From here, the searchParams would be used to obtain the fragment name for the service (files). This would be appended to the full did path along with the hash character to produce the service ID: did:ex:123#files.

This would be used to obtain the service description from slide 159:

{
  "id": "did:ex:123#files",
  "serviceEndpoint": "https://filestore.org/user123/"
}

And the serviceEndpoint URL would be retrieved: https://filestore.org/user123/. Then the relative-ref query param value would be URL-appended to that value producing:

https://filestore.org/user123/myresume/doc?version=latest#intro

As you can see, the same HTTPS URL is output from this process as the slide. There's also no conflict with the DID URL query parameters and whatever the HTTPS server may use -- as processing must be done on a DID URL independently to produce the HTTPS url. Once the serviceEndpoint is changed to https://selfhosted.me:8080/ the process correctly outputs: https://selfhosted.me:8080/myresume/doc?version=latest#intro just like the slide.

The same works for slide 160:

did:ex:123;service=socialnetwork => did:ex:123?service=socialnetwork

Again, with the same HTTPS URLs resulting from the resolution process. Note that any query parameters/fragments that are part of the DID URL itself are only handled by DID resolvers, not mixed or combined in any way with query parameters/fragments intended for the server. It doesn't look as pretty, but we shouldn't have any "mixing" issues, because you just have to encapsulate service and relative-ref values using URI encoding.

The difference with this approach may only be in where the transformation from a non-DID URL to a DID URL would occur. You can't "edit" the DID URL in place in the same way you would edit the HTTPS URL; e.g., you can't just add/remove path components using regular URL tools. You have to understand that it's a DID URL and work within the "relative-ref" value. That would seem to be the main trade-off and perhaps that's where the point of contention is. If so, I think it would help to surface that better.

Is that right? You'd prefer to have consumers be able to edit an existing DID URL without knowing it's a DID URL -- to make changes to the path, query, fragment, etc.? This as opposed to actually just resolving it?

IMO, I think it's not too much of a burden to have to either parse or resolve the DID URL first before editing it (and then, subsequently translate it back to a DID URL as needed). I think that's a better trade-off vs. creating new URL parsers.

jandrieu commented 4 years ago

Using the relative URI relative reference architecture will strip the last part of the service endpoint (everything after the last "/"), which, if the endpoint wanted to be a DID itself, e.g., did:example:joe could remove the entire DID URL (if it has no '/').

One thing I'm seeing--even in my own thinking & writing--is the desire to dereference a DID and, ultimately, return either a resource or a URL. So, despite my concern over privacy issues, this expectation may need to be supported.

However, here's a proposal achieve what you want (redirection) without matrix parameters:

  1. Allow one and only one service endpoint, which we might as well call a "redirect"
  2. When resolving a DID, you return the DID Document
  3. When dereferencing a DID, you return the single redirect
  4. In the service endpoint (redirect) property, we add an aggregationMethod property that specifies how any "extra parts" of the DID URL are merged with the extra parts of the service endpoint. This supports both the portable hierarchy use case as well as situations where different rules might be appropriate for a particular service endpoint type.

At least four algorithms are immediately apparent as useful:

  1. replace (DID URL path/query parts replace service endpoint path/query parts)
  2. ignore (DID URL path/query parts are dropped, the service endpoint is dereferenced unmodified)

◆ ◆ ◆ ◆

WHAT THE TASK REQUIRES
Put this sentence from the DID URL discussion into Spanish: "So, despite my concern over privacy issues, this expectation may need to be supported."

DATASET EXCERPTS
◆ ◆ ◆ ◆

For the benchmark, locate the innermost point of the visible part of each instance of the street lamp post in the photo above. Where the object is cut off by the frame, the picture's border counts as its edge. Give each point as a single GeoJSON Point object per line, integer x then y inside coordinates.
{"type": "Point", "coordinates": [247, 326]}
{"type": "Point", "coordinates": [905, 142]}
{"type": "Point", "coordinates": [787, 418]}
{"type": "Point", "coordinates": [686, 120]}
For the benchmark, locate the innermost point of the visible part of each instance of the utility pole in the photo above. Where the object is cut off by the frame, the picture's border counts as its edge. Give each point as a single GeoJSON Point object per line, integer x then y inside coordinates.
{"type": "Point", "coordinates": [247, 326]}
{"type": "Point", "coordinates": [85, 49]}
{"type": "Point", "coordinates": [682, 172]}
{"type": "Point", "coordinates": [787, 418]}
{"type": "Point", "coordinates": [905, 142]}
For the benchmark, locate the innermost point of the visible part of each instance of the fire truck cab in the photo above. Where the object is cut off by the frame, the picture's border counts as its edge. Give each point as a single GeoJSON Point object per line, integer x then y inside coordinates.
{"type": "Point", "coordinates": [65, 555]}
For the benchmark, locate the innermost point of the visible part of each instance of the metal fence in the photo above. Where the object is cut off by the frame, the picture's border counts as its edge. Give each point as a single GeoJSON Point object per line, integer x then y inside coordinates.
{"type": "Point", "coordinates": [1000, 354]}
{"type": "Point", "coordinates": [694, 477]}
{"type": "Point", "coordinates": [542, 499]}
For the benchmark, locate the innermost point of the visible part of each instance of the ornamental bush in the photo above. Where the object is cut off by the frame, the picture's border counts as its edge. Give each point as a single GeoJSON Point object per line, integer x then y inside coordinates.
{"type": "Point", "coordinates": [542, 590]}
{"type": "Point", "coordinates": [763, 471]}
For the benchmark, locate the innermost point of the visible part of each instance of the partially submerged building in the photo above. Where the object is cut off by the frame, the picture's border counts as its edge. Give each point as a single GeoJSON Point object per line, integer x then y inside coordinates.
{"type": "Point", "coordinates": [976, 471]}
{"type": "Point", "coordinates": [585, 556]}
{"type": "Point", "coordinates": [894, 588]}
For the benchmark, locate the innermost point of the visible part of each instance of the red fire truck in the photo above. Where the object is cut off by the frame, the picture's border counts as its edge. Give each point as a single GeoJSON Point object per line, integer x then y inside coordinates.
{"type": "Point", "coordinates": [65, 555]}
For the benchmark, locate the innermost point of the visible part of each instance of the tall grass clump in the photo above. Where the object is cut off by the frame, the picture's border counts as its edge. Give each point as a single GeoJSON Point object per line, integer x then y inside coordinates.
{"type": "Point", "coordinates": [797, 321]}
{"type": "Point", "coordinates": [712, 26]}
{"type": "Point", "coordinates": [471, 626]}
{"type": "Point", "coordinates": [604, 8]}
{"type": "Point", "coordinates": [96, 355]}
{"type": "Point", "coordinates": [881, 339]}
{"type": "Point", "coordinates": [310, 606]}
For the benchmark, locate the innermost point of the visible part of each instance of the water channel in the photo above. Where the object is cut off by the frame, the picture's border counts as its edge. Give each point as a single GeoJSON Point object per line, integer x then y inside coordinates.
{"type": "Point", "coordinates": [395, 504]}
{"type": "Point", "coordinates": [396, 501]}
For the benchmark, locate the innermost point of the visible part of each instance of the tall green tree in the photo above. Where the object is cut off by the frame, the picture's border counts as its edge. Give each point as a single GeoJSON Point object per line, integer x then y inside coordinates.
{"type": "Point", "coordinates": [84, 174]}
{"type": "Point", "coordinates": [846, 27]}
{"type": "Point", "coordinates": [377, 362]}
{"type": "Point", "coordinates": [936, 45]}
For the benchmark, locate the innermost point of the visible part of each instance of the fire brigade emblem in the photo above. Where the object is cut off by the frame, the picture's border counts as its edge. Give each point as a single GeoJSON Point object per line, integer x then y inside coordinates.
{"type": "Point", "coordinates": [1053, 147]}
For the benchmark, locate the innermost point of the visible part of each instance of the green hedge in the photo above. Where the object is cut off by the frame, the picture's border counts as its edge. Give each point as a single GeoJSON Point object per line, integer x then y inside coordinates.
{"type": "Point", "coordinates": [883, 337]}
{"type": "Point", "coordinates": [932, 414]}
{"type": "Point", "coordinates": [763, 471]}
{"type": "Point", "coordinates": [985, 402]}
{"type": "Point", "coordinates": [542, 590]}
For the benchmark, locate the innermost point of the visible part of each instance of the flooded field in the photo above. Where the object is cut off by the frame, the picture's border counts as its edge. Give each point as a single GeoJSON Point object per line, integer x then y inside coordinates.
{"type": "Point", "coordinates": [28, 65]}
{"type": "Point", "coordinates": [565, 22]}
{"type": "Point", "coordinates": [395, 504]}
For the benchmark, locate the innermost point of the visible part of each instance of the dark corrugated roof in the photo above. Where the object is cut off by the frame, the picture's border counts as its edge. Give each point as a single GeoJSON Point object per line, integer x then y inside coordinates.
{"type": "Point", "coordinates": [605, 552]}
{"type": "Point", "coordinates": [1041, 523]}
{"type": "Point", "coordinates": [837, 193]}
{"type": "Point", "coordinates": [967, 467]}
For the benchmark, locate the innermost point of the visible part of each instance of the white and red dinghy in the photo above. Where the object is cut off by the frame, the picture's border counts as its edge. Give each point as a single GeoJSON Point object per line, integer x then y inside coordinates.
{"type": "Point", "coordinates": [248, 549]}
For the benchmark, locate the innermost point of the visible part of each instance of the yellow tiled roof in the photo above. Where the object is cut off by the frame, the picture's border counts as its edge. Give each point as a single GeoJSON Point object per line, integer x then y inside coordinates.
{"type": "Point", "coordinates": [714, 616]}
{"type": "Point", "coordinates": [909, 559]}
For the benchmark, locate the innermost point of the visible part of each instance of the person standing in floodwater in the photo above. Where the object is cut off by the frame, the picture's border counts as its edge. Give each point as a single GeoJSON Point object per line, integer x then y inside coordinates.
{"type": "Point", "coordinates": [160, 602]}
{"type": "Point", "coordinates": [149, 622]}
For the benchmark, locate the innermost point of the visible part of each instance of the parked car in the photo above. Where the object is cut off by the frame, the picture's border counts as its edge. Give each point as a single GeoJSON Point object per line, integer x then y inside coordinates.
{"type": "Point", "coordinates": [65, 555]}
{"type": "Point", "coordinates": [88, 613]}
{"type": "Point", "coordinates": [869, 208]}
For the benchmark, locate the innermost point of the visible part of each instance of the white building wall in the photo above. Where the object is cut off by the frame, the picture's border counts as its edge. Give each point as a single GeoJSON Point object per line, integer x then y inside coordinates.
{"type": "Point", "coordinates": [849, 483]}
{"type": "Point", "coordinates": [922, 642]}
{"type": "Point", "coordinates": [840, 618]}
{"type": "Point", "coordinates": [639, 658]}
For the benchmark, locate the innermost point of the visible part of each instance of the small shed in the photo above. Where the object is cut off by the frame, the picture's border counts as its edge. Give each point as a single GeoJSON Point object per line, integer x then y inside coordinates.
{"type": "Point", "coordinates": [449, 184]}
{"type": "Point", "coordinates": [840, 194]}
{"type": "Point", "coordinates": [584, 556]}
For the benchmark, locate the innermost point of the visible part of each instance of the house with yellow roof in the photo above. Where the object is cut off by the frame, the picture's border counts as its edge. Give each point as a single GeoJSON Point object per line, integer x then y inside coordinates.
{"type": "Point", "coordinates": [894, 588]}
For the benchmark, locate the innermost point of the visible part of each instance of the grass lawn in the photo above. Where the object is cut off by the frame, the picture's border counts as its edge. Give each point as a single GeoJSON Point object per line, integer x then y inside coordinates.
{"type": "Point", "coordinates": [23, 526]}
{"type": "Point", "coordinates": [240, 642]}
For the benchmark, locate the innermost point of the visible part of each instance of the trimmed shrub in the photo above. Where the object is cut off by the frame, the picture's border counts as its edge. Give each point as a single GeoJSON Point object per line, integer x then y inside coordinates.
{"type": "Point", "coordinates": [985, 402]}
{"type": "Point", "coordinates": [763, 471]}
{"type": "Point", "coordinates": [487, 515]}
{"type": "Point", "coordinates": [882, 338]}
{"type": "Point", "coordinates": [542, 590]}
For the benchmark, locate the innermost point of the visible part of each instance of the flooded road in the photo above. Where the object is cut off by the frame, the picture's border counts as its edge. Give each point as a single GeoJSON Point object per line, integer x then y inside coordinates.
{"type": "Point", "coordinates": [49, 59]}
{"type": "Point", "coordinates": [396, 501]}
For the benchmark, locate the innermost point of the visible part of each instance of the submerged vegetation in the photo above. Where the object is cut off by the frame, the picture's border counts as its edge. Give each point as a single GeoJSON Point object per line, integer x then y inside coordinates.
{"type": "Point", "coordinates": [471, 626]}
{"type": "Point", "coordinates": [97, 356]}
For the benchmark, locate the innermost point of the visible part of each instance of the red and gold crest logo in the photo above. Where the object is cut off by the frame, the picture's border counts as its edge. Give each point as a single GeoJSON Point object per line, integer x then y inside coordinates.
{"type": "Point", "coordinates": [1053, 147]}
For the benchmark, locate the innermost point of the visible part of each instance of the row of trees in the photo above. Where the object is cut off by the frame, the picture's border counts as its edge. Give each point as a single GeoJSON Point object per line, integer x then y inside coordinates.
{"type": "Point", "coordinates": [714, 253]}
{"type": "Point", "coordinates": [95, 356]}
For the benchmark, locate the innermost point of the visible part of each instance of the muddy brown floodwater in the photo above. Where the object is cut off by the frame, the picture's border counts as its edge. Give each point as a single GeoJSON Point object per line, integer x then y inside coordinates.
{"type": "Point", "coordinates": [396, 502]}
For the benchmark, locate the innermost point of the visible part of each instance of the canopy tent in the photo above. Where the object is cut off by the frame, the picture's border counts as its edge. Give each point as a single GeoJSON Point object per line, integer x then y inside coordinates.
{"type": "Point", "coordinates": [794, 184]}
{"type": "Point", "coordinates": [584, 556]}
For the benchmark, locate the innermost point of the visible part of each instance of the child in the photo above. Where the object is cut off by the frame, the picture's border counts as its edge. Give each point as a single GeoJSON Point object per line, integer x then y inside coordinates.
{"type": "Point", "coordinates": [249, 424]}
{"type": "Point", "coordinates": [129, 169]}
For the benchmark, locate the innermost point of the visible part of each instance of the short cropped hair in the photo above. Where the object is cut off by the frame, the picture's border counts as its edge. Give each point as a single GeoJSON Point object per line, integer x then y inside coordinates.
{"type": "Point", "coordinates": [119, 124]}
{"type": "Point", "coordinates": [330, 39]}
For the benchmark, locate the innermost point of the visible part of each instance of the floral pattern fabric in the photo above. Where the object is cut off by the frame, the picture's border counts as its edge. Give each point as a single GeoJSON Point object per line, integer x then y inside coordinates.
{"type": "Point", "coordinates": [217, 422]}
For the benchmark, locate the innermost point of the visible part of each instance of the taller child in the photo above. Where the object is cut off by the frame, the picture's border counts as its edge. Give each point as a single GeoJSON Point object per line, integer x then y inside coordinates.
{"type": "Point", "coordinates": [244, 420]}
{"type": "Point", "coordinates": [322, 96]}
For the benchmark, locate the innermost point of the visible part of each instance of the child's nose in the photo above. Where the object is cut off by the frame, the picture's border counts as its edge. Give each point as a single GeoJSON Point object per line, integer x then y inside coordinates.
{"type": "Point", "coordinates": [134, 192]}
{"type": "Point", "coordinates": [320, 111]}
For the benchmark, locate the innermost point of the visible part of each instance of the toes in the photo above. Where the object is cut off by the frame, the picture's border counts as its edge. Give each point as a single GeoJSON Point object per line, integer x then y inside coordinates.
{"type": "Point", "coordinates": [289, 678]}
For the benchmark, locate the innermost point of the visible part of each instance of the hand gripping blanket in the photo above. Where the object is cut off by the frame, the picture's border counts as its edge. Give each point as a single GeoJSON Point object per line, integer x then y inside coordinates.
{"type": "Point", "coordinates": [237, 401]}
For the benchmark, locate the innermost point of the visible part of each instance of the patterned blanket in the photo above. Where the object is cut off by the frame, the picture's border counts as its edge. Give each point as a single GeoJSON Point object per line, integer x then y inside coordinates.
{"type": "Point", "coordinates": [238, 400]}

◆ ◆ ◆ ◆

FINAL RESULT
Así que, a pesar de mi preocupación por los problemas de privacidad, puede que sea necesario admitir esta expectativa.